**TEXT BLOCK:**
Despite Brandt's personal closeness to Hitler, the dictator was furious when he
learned shortly before the end of the war that the doctor had sent Anni and
their son toward the American lines in hopes of evading capture by the
Russians. Only the intervention of Heinrich Himmler and Albert Speer saved
Brandt from execution in the war's closing days. However, involvement in involuntary
euthanasia and Nazi human experimentation led to his conviction and execution
by the Allies on June 2, 1948.
Trial
and execution
Brandt
was tried along with twenty-two others at the Palace of Justice in Nuremberg,
Germany. The trial was officially titled United States of America v. Karl
Brandt et al., but is more commonly referred to as the "Doctors' Trial";
it began on December 9, 1946. He was charged with four counts: 1) conspiracy to
commit war crimes and crimes against humanity as described in counts 2 and 3;
2) War crimes: performing medical experiments, without the subjects' consent,
on prisoners of war and civilians of occupied countries, in the course of which
experiments the defendants committed murders, brutalities, cruelties, tortures,
atrocities, and other inhuman acts. Also planning and performing the mass
murder of prisoners of war and civilians of occupied countries, stigmatized as
aged, insane, incurably ill, deformed, and so on, by gas, lethal injections,
and diverse other means in nursing homes, hospitals, and asylums during the
Euthanasia Program and participating in the mass murder of concentration camp
inmates; 3) Crimes against humanity: committing crimes described under count 2
also on German nationals; 4) Membership in a criminal organization, the SS. The
charges against him included special responsibility for, and participation in,
Freezing, Malaria, LOST Gas, Sulfanilamide, Bone, Muscle and Nerve Regeneration
and Bone Transplantation, Sea-Water, Epidemic Jaundice, Sterilization, and Typhus
Experiments.

**WORK REQUEST 1:**
Answer these from the Brandt text:
(a) Whose intervention saved Brandt from execution in the war's closing days?
(b) On what date did the Doctors' Trial begin?
(c) Membership in which criminal organization was the fourth count against Brandt?
**WORK REQUEST 2:** Edit the stretch of the Brandt text from "Despite Brandt's personal" through "June 2, 1948.", putting "Soviets" in place of "Russians".
**WORK REQUEST 3:** Pick up the account of Karl Brandt's trial after its last sentence and continue it.
The rows below have nothing to do with the Brandt text.

**SOURCE DATA:**
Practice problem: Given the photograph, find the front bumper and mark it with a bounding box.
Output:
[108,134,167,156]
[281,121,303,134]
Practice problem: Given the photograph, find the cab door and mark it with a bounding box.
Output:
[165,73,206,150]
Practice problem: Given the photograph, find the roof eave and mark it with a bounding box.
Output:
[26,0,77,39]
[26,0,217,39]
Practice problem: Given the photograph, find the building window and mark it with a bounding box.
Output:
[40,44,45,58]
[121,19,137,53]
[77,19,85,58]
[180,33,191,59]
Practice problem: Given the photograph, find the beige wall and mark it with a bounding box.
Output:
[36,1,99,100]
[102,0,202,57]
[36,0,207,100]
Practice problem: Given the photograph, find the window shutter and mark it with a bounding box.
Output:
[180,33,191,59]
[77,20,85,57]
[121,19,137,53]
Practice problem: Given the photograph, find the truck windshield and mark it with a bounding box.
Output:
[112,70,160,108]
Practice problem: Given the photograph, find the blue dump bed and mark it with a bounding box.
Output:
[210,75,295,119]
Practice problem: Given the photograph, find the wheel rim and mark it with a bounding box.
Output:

...

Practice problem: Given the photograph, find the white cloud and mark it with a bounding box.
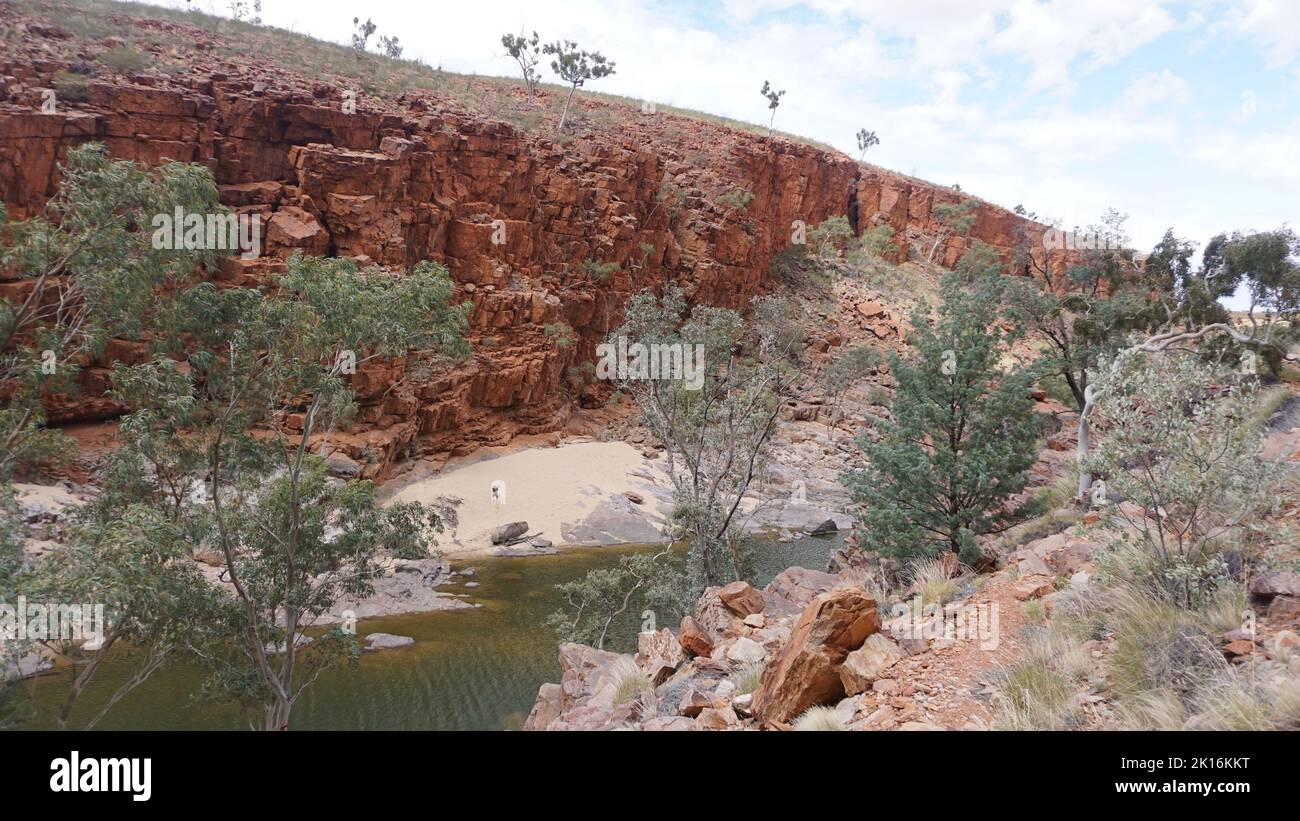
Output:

**EXERCISE RESPONSE 1:**
(a) Heinrich Himmler and Albert Speer
(b) December 9, 1946
(c) The SS

**EXERCISE RESPONSE 2:**
Despite Brandt's personal closeness to Hitler, the dictator was furious when he
learned shortly before the end of the war that the doctor had sent Anni and
their son toward the American lines in hopes of evading capture by the
Soviets. Only the intervention of Heinrich Himmler and Albert Speer saved
Brandt from execution in the war's closing days. However, involvement in involuntary
euthanasia and Nazi human experimentation led to his conviction and execution
by the Allies on June 2, 1948.

**EXERCISE RESPONSE 3:**
After
a defense led by Robert Servatius, on August 19, 1947, Brandt was found guilty
on counts 2-4 of the indictment. With six others, he was sentenced to death by
hanging, and all were executed at Landsberg Prison on June 2, 1948. Nine other
defendants received prison terms of between fifteen years and life, while a
further seven were found not guilty.